What you have to do
Your copy of the data below must be exact and must leave out all pictures.

Data for analysis
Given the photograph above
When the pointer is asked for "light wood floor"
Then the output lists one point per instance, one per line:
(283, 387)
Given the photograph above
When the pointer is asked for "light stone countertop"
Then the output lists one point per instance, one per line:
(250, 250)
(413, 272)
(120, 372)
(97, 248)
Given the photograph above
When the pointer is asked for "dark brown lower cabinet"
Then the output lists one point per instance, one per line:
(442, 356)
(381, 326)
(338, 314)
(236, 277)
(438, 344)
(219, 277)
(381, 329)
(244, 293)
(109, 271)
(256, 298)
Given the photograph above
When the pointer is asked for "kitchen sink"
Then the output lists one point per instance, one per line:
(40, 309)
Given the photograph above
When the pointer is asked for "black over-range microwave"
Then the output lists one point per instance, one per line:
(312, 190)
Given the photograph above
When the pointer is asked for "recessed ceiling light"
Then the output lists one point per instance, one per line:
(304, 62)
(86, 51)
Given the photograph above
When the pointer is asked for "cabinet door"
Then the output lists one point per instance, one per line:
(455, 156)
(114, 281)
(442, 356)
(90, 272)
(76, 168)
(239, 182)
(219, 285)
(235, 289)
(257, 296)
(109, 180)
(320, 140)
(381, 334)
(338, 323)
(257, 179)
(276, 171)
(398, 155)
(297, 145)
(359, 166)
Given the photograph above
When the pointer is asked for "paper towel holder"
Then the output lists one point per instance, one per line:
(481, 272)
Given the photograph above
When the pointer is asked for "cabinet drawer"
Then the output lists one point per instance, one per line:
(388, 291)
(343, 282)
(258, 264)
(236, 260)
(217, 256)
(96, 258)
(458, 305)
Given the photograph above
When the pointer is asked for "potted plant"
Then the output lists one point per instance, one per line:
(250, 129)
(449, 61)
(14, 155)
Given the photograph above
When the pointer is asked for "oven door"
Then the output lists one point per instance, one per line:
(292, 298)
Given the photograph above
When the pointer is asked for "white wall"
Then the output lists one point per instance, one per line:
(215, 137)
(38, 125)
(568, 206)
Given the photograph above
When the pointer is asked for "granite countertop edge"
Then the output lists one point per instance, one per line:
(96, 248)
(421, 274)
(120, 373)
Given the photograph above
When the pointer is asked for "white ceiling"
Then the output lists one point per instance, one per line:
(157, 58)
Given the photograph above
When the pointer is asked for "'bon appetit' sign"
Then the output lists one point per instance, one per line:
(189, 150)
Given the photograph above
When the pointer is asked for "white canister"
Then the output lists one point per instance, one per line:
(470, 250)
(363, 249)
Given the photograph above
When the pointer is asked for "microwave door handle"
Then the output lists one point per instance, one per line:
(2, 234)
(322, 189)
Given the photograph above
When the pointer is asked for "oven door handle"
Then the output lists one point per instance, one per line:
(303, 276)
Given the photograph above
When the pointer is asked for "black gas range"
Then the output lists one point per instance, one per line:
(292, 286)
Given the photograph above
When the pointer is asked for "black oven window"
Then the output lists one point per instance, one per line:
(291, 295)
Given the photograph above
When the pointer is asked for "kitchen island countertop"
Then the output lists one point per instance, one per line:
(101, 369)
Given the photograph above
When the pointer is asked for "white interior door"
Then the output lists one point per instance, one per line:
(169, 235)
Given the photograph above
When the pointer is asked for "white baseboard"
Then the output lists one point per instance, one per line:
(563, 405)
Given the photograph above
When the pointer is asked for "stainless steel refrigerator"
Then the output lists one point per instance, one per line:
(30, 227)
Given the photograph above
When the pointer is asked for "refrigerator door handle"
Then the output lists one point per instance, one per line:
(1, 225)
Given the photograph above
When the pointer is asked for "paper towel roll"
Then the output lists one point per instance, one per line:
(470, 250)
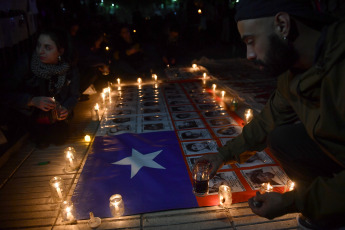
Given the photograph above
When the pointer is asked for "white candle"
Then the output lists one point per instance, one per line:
(96, 107)
(58, 190)
(248, 114)
(266, 187)
(154, 77)
(87, 138)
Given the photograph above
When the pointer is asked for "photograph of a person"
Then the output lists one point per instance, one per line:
(121, 120)
(119, 128)
(122, 112)
(194, 134)
(219, 122)
(182, 116)
(151, 110)
(182, 108)
(199, 147)
(189, 124)
(151, 103)
(208, 107)
(179, 102)
(215, 113)
(228, 131)
(158, 126)
(154, 118)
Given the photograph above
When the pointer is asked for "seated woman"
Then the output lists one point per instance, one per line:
(47, 92)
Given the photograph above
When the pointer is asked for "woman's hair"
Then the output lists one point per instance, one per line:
(62, 40)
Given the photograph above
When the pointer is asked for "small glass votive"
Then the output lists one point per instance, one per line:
(116, 205)
(265, 187)
(225, 196)
(57, 188)
(71, 161)
(289, 186)
(67, 212)
(234, 104)
(248, 115)
(201, 177)
(87, 138)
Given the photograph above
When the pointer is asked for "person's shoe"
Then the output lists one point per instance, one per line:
(306, 224)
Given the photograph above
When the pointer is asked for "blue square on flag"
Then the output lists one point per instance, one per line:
(147, 170)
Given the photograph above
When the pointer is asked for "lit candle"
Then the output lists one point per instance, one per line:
(248, 115)
(290, 185)
(116, 205)
(225, 196)
(87, 138)
(223, 94)
(56, 186)
(58, 190)
(67, 211)
(266, 187)
(103, 97)
(71, 161)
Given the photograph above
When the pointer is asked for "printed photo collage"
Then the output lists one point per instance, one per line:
(135, 110)
(199, 120)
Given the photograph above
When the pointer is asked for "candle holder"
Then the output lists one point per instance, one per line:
(71, 161)
(248, 115)
(87, 138)
(289, 186)
(57, 189)
(265, 187)
(116, 205)
(234, 104)
(225, 196)
(67, 212)
(201, 177)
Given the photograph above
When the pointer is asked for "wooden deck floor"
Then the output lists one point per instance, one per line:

Solution
Given the photograph above
When the pointer is asked for "light wood floor"
Then the output lists one point per instance, one per line:
(283, 387)
Given the photograph above
When the pointer is asked for "light stone countertop"
Then the output lists one point per instance, one per line:
(250, 250)
(413, 272)
(120, 372)
(97, 248)
Given the photograph above
When the pointer is asked for "dark brown lower cabinet"
Then the output lists one point per instance, one per line:
(442, 356)
(381, 326)
(338, 314)
(236, 277)
(438, 344)
(219, 277)
(381, 329)
(244, 293)
(109, 271)
(256, 298)
Given the photograph above
When the pointer is asked for "kitchen sink"
Then the output lists one point per instance, one per line:
(40, 309)
Given the photograph above
When the pointer is asked for "black over-range microwave"
Then the output lists one point per instance, one per line:
(312, 190)
Given the photograph above
When the pointer is asked for "recessed ceiling light"
Then the output lists one point per instance, one per line:
(304, 62)
(86, 51)
Given the photograph above
When the pointer is asked for "cabinet door"
Then the output lists one point per instance, one per line:
(455, 156)
(114, 281)
(442, 356)
(90, 272)
(76, 168)
(239, 182)
(219, 285)
(235, 289)
(257, 296)
(109, 180)
(320, 140)
(381, 334)
(338, 323)
(257, 179)
(276, 171)
(398, 155)
(297, 145)
(359, 166)
Given the photograph above
When the pointer is asked for "paper towel holder"
Then the output lists one point per instance, one per line:
(481, 272)
Given the photograph above
When the pointer is asked for "cabinet drawer"
Then the output lists one point per instance, one per line:
(388, 291)
(343, 282)
(258, 264)
(236, 260)
(217, 256)
(96, 258)
(458, 305)
Given the photograph above
When the pointer is asked for "potted plant"
Then the output lists one point per instance, one per line:
(250, 129)
(449, 61)
(14, 155)
Given the photograph above
When the pointer is asked for "oven door"
Then the output lists one point per instance, one per line:
(292, 298)
Given the photograph above
When the pointer is asked for "white wall"
Then the output lists one point per instance, one per line:
(215, 137)
(38, 125)
(568, 206)
Given the photograph above
When the pointer is asked for "granite countertop edge"
Then the output lists one point per instance, one per line:
(96, 248)
(421, 274)
(120, 373)
Given the photograph above
When the pointer is asked for "white ceiling"
Then the output lists one point per instance, one per line:
(157, 58)
Given the photograph above
When the pointer is asked for "'bon appetit' sign"
Then the output lists one point per instance, one per line:
(189, 150)
Given the photograph above
When the pointer is asked for "white canister"
Then the output lists one point per instance, one per line:
(470, 250)
(363, 249)
Given the photograph above
When the pointer is asked for "microwave door handle"
Then the output lists one point per instance, one per line:
(2, 234)
(322, 189)
Given the photograph above
When the pointer is asked for "oven door handle"
Then the output lists one point per instance, one per line:
(303, 276)
Given the photograph above
When the pointer is asked for "black gas range"
Then the output lists one point per instance, one per line:
(292, 286)
Given the photograph above
When the pointer is asked for "black oven window"
Then the output lists one point per instance, one per line:
(291, 295)
Given the photograph above
When the pointer is asked for "kitchen island countertop"
Then the output lists one point per instance, one per line:
(101, 369)
Given the photograph above
When the pointer is asked for "white interior door"
Then the output lists one point per instance, one per line:
(169, 235)
Given the photograph above
When the pointer is asked for "white baseboard"
Then the output lists one point per instance, one per line:
(563, 405)
Given the photograph above
When the pointer is asked for "stainless steel refrigerator"
Then the output lists one point per instance, one per line:
(30, 227)
Given the photograph above
When the pointer is asked for "refrigerator door handle"
Then the output lists one point per instance, one per line:
(1, 225)
Given the photograph above
When the pointer is asked for "paper towel roll"
Then the output lists one point per instance, one per line:
(470, 250)
Given the photograph above
When the pointer is asked for "white candle"
Then the output lists one point per instance, one per line:
(96, 107)
(58, 190)
(248, 114)
(266, 187)
(154, 77)
(87, 138)
Given the photograph above
When the pointer is asked for "photograph of a person"
Then the output lists one point per instance, one per line:
(121, 120)
(119, 128)
(122, 112)
(194, 134)
(219, 122)
(182, 116)
(151, 110)
(182, 108)
(199, 147)
(189, 124)
(151, 103)
(208, 107)
(179, 102)
(215, 113)
(228, 131)
(158, 126)
(154, 118)
Given the photograph above
When the pointer is asked for "seated woman"
Then the output lists one point per instance, one per line:
(47, 92)
Given the photograph above
When the pointer is asked for "woman's hair"
Then the output lists one point per instance, one per line:
(62, 40)
Given the photograph above
When the pointer is asked for "small glass votive"
Then the output lists one point per instance, one per line:
(116, 205)
(265, 187)
(225, 196)
(57, 188)
(71, 161)
(289, 186)
(67, 212)
(234, 104)
(248, 115)
(201, 177)
(87, 138)
Given the photograph above
When the pointer is asked for "person's shoe"
Then the output lists one point per instance, one per line:
(306, 224)
Given the photograph above
When the pointer is asked for "blue square on flag"
Then the output lists one point per instance, one per line:
(147, 170)
Given the photograph above
When the pointer is asked for "lit candle"
Then the output lists one point per instance, one per line:
(248, 115)
(290, 185)
(116, 205)
(225, 196)
(87, 138)
(223, 94)
(56, 186)
(58, 190)
(67, 211)
(266, 187)
(103, 97)
(71, 161)
Given the photograph above
When the pointer is asked for "printed photo collage"
Then the output lists one point per instance, one per line:
(135, 110)
(199, 120)
Given the photograph above
When the pointer is asked for "candle holder"
Then the output lists one point per instance, one per line:
(71, 161)
(248, 115)
(87, 138)
(289, 186)
(57, 189)
(265, 187)
(116, 205)
(234, 104)
(225, 196)
(67, 212)
(201, 177)
Given the photograph above
When the pointer is asked for "wooden deck floor"
Then the output lists one point per instance, one per line:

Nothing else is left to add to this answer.